WORK TO DO:
1: In the Mike Lee biography, on what date did the Atlanta Falcons waive him?
2: Reproduce word for word the portion of the Mike Lee biography starting at "Mike Lee (born" and ending at "the following day.".

Mike Lee (born June 26, 1991) is former American football cornerback. He played college football at University of Massachusetts before transferring to Fort Valley State University, where he recorded 41 tackles (24 solo), three interceptions, and eight passes defensed during his senior season with the Wildcats. He was signed by the Atlanta Falcons as an undrafted free agent in 2015.

Professional career

Atlanta Falcons
Lee signed with the Atlanta Falcons as an undrafted free agent on May 10, 2015. He was waived by the Falcons on August 30, 2015.

Philadelphia Eagles
On November 30, 2015, Lee was signed to the Philadelphia Eagles' practice squad. He was released by the Eagles on December 15, 2015 but was re-signed the following day.

ENTRIES PROVIDED:
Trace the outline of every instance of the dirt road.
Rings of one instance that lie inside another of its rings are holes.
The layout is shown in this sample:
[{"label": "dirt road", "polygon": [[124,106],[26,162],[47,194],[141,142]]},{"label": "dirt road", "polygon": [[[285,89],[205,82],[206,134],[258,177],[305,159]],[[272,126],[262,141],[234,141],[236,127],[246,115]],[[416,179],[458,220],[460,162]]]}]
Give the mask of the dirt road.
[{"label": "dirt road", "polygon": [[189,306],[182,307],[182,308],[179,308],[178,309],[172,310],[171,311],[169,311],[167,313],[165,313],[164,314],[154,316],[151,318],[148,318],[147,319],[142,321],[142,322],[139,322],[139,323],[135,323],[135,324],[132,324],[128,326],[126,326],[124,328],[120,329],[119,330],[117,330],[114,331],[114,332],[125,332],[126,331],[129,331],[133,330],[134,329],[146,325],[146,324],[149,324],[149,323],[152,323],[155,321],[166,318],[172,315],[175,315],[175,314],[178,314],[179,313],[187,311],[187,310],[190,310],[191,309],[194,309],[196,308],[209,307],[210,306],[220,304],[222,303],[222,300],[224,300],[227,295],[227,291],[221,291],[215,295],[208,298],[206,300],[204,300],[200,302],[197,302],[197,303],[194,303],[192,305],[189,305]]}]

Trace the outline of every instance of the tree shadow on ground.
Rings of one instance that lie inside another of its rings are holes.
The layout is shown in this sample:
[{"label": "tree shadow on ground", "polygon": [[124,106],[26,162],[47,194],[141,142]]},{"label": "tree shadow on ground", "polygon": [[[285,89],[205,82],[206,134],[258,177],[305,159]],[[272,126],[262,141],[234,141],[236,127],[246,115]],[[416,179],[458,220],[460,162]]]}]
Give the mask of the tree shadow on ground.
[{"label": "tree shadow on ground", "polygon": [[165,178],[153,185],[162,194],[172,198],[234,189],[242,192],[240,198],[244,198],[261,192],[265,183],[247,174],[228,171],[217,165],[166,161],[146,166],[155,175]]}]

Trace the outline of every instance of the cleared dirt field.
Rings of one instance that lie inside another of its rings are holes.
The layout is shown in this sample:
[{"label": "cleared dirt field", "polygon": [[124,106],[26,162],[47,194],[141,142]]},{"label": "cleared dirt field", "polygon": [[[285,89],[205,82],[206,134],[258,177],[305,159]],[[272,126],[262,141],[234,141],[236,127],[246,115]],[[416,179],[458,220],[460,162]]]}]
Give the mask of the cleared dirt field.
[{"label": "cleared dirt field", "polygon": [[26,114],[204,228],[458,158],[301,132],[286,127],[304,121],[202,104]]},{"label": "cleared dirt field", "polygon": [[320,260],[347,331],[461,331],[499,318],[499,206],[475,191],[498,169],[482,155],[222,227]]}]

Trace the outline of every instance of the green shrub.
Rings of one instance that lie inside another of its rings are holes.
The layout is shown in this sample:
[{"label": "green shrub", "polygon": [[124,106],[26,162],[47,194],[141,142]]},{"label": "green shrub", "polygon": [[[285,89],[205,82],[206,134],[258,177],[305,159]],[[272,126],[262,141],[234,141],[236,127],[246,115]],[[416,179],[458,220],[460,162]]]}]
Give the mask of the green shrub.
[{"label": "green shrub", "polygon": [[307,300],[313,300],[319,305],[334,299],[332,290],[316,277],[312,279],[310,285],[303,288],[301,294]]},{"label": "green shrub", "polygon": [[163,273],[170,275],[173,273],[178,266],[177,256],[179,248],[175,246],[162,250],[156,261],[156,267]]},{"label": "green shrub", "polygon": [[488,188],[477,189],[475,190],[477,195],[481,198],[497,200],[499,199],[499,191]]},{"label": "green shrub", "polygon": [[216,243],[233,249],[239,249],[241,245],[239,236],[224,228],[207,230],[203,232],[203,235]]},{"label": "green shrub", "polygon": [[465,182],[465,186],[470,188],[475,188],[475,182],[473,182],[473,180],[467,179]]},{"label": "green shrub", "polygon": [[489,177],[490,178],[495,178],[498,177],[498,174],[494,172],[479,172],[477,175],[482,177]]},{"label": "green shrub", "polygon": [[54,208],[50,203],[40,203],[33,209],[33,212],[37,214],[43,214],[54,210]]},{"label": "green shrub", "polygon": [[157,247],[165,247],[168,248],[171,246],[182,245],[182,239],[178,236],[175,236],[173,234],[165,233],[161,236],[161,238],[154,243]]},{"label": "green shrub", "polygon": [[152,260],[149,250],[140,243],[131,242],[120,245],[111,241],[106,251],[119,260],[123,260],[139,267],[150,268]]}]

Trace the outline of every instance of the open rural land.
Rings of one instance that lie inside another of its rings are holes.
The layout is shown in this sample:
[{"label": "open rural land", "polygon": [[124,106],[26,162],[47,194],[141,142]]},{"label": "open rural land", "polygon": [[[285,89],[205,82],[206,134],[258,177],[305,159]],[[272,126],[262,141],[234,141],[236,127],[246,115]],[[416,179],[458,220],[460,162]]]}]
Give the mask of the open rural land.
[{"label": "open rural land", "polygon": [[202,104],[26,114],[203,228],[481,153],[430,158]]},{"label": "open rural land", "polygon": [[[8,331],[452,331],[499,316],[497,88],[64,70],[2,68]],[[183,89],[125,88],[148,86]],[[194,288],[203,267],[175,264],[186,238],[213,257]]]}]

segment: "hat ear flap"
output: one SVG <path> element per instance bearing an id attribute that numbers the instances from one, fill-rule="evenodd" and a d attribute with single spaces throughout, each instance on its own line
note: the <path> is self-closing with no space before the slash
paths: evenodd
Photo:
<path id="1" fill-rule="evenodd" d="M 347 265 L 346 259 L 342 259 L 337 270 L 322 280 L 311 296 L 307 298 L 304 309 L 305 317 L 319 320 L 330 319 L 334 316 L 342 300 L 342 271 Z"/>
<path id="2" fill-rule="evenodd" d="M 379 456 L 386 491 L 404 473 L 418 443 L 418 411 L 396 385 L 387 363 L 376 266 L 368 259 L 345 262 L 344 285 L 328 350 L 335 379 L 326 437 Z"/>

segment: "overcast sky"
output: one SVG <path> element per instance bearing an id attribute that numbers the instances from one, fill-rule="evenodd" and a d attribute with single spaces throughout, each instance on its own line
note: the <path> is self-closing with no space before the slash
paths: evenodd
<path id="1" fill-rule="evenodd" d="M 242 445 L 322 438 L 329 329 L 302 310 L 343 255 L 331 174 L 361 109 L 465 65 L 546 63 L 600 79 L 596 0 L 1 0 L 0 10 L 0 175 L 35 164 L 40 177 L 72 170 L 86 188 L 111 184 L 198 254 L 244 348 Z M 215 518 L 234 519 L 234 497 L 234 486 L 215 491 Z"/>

SOLVED PROBLEMS:
1: August 30, 2015

2:
Mike Lee (born June 26, 1991) is former American football cornerback. He played college football at University of Massachusetts before transferring to Fort Valley State University, where he recorded 41 tackles (24 solo), three interceptions, and eight passes defensed during his senior season with the Wildcats. He was signed by the Atlanta Falcons as an undrafted free agent in 2015.

Professional career

Atlanta Falcons
Lee signed with the Atlanta Falcons as an undrafted free agent on May 10, 2015. He was waived by the Falcons on August 30, 2015.

Philadelphia Eagles
On November 30, 2015, Lee was signed to the Philadelphia Eagles' practice squad. He was released by the Eagles on December 15, 2015 but was re-signed the following day.